> _Task_
Return every one of the entries below unchanged, line for line.
..........
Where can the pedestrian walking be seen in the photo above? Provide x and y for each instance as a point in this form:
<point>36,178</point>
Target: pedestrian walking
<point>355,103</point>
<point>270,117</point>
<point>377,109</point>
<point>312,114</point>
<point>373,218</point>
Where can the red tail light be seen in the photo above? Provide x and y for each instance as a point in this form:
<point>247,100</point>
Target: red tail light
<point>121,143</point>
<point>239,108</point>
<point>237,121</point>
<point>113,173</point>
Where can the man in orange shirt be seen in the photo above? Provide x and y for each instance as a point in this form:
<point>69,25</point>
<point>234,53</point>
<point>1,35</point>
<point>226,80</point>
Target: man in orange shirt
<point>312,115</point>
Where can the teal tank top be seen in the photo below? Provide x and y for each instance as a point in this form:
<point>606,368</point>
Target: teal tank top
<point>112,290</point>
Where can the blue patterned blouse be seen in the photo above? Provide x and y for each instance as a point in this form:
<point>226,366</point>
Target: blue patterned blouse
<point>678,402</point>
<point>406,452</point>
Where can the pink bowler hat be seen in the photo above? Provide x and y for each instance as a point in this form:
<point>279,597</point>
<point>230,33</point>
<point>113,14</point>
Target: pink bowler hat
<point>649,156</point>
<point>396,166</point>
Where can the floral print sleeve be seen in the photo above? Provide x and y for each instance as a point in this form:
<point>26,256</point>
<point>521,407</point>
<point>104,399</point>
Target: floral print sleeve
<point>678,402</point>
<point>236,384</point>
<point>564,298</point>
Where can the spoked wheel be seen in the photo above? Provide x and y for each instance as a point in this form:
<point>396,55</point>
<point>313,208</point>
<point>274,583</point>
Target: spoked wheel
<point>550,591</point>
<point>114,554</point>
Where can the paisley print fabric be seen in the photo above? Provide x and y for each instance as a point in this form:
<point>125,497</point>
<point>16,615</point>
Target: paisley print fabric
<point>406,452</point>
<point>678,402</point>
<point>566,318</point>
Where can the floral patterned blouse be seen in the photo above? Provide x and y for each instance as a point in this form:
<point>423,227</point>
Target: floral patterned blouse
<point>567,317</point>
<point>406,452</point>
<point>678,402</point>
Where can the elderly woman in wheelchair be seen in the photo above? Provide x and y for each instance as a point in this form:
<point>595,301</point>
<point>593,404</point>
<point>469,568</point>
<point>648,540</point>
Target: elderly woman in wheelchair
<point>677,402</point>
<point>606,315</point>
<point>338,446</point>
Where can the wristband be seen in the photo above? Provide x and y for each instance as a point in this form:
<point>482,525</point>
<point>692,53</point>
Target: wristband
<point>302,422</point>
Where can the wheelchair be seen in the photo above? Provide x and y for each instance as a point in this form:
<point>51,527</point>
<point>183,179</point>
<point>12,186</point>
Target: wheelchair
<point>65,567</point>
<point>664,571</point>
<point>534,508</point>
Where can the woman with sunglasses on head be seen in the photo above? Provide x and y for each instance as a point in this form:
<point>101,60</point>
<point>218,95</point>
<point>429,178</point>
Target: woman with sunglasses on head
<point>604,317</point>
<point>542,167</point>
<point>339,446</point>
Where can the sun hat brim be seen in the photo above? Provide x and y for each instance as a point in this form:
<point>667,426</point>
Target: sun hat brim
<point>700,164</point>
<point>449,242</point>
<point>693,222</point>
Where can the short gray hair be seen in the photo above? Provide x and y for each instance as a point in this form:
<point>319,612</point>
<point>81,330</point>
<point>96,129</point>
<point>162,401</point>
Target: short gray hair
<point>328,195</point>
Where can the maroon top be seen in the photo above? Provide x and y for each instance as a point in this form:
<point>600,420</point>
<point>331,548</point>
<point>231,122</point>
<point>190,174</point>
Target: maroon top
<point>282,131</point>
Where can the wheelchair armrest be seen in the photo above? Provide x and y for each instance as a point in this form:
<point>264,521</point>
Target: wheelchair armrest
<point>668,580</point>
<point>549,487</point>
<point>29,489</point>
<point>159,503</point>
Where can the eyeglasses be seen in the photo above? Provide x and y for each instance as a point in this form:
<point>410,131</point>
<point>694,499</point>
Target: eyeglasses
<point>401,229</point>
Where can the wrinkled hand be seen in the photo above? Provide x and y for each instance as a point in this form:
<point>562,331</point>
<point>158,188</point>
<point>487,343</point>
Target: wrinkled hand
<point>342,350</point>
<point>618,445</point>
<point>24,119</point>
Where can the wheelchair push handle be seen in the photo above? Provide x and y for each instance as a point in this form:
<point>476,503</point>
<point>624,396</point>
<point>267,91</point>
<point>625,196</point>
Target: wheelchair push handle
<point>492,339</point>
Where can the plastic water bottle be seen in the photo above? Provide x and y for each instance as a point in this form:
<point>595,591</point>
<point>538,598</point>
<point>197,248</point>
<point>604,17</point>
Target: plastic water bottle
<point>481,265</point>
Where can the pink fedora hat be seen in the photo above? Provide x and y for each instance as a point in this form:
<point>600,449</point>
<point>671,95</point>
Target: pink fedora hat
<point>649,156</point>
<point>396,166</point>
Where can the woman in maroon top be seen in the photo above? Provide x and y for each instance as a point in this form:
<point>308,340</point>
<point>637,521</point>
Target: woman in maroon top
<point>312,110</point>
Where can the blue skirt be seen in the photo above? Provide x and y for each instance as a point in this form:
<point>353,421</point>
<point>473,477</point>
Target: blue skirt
..........
> _Result for this task_
Where can the pedestrian walking be seen in the photo above? Provide x and y for each instance as a point in this form:
<point>36,178</point>
Target: pedestrian walking
<point>355,103</point>
<point>270,117</point>
<point>377,109</point>
<point>312,114</point>
<point>373,218</point>
Where can the red tail light be seen in the photo above? Provide x and y for each instance as a point in this form:
<point>247,100</point>
Target: red tail light
<point>121,143</point>
<point>239,108</point>
<point>237,121</point>
<point>113,173</point>
Where can the man in orange shirt be seen in the photo above? Provide x and y for each instance as a point in this form:
<point>69,25</point>
<point>234,53</point>
<point>1,35</point>
<point>226,80</point>
Target: man in orange shirt
<point>312,115</point>
Where can the teal tank top be seen in the photo below? Provide x and y for each instance as a point in this form:
<point>606,368</point>
Target: teal tank top
<point>112,290</point>
Where can the blue patterned blouse be seen in the photo above? Provide x and y for each instance as a point in this form:
<point>226,366</point>
Target: blue patterned blouse
<point>678,402</point>
<point>406,452</point>
Where can the pink bowler hat be seen in the photo above? Provide x and y for each instance as a point in this form:
<point>279,597</point>
<point>230,33</point>
<point>113,14</point>
Target: pink bowler hat
<point>649,156</point>
<point>396,166</point>
Where can the floral print sleeve be seen in the photo above? Provide x and y for each instance as a point in this form:
<point>26,256</point>
<point>521,407</point>
<point>104,399</point>
Target: floral print sleeve
<point>678,402</point>
<point>236,384</point>
<point>564,298</point>
Where can the spoked wheel be seen in the photo above? Provide x and y for each instance as a point in this form:
<point>396,55</point>
<point>313,208</point>
<point>274,583</point>
Target: spoked wheel
<point>550,591</point>
<point>114,554</point>
Where can the paisley print fabric be seen in the photo above? Provide x and y for each instance as a point in this form:
<point>125,497</point>
<point>16,615</point>
Target: paisley print fabric
<point>406,452</point>
<point>678,402</point>
<point>566,318</point>
Where can the floral patterned blouse be seen in the photo above? Provide x and y for each instance as a point in this form:
<point>423,227</point>
Target: floral patterned blouse
<point>567,317</point>
<point>406,452</point>
<point>678,402</point>
Where can the elderly woman in wheelchair be seen in the photo above? Provide x and y for each instance as a point in this form:
<point>595,301</point>
<point>593,404</point>
<point>469,568</point>
<point>648,540</point>
Target: elderly woman in wheelchair
<point>677,402</point>
<point>606,315</point>
<point>338,446</point>
Where can the wristband be seen in the photo above? Provide x and y for each instance as a point in this form:
<point>482,525</point>
<point>692,53</point>
Target: wristband
<point>302,422</point>
Where can the wheelchair be seen in the photo above? Provide x and y for each instance as a point in this form:
<point>51,527</point>
<point>183,179</point>
<point>12,186</point>
Target: wheelchair
<point>65,567</point>
<point>664,571</point>
<point>534,508</point>
Where can the woman with sunglasses on head be seen in the photo above? Provide x and y for each instance as a point in this form:
<point>101,60</point>
<point>218,95</point>
<point>429,178</point>
Target: woman with sunglasses on head
<point>604,317</point>
<point>542,167</point>
<point>339,446</point>
Where can the sun hat brim be seen in the photo above? Provide x and y for each instance as a point in this form:
<point>667,426</point>
Target: sun hat brim
<point>700,164</point>
<point>449,242</point>
<point>693,222</point>
Where can the short gray hair be seen in the photo above? Provide x and y for each instance as a point in this form:
<point>319,612</point>
<point>81,330</point>
<point>96,129</point>
<point>162,401</point>
Target: short gray hair
<point>328,195</point>
Where can the maroon top be seen in the photo above? Provide x and y for each instance as a point in this form:
<point>600,420</point>
<point>331,548</point>
<point>231,122</point>
<point>190,174</point>
Target: maroon top
<point>282,131</point>
Where can the wheelchair armrest be seen in the photo above? Provide x and y for each instance as a point in this form:
<point>264,521</point>
Target: wheelchair armrest
<point>668,580</point>
<point>549,487</point>
<point>29,489</point>
<point>159,503</point>
Where can the eyeglasses be seen in the photo above? Provide x and y for each instance as a point in this form:
<point>410,131</point>
<point>694,499</point>
Target: eyeglasses
<point>401,229</point>
Where can the wrinkled hand be seen in the photo above? Provide x and y for each instance as a point in this form:
<point>562,331</point>
<point>158,188</point>
<point>487,343</point>
Target: wrinkled hand
<point>342,350</point>
<point>618,445</point>
<point>24,119</point>
Where can the wheelchair push handle be seen in the photo above? Provide x and y for each instance as a point in this form:
<point>476,503</point>
<point>624,396</point>
<point>267,91</point>
<point>625,196</point>
Target: wheelchair push handle
<point>492,339</point>
Where can the plastic water bottle be seen in the photo above? Provide x and y for each instance as a point in this form:
<point>595,591</point>
<point>538,598</point>
<point>197,248</point>
<point>604,17</point>
Target: plastic water bottle
<point>481,265</point>
Where can the pink fedora hat be seen in the photo above? Provide x and y for each instance as a point in this form:
<point>600,449</point>
<point>671,95</point>
Target: pink fedora hat
<point>649,156</point>
<point>396,166</point>
Where can the woman in maroon top be seen in the photo above? Provide x and y for each instance as a point in this form:
<point>308,340</point>
<point>637,521</point>
Target: woman in maroon top
<point>312,110</point>
Where can the blue skirt be seen in the photo above? Provide x and y for each instance as a point in this form:
<point>353,421</point>
<point>473,477</point>
Target: blue skirt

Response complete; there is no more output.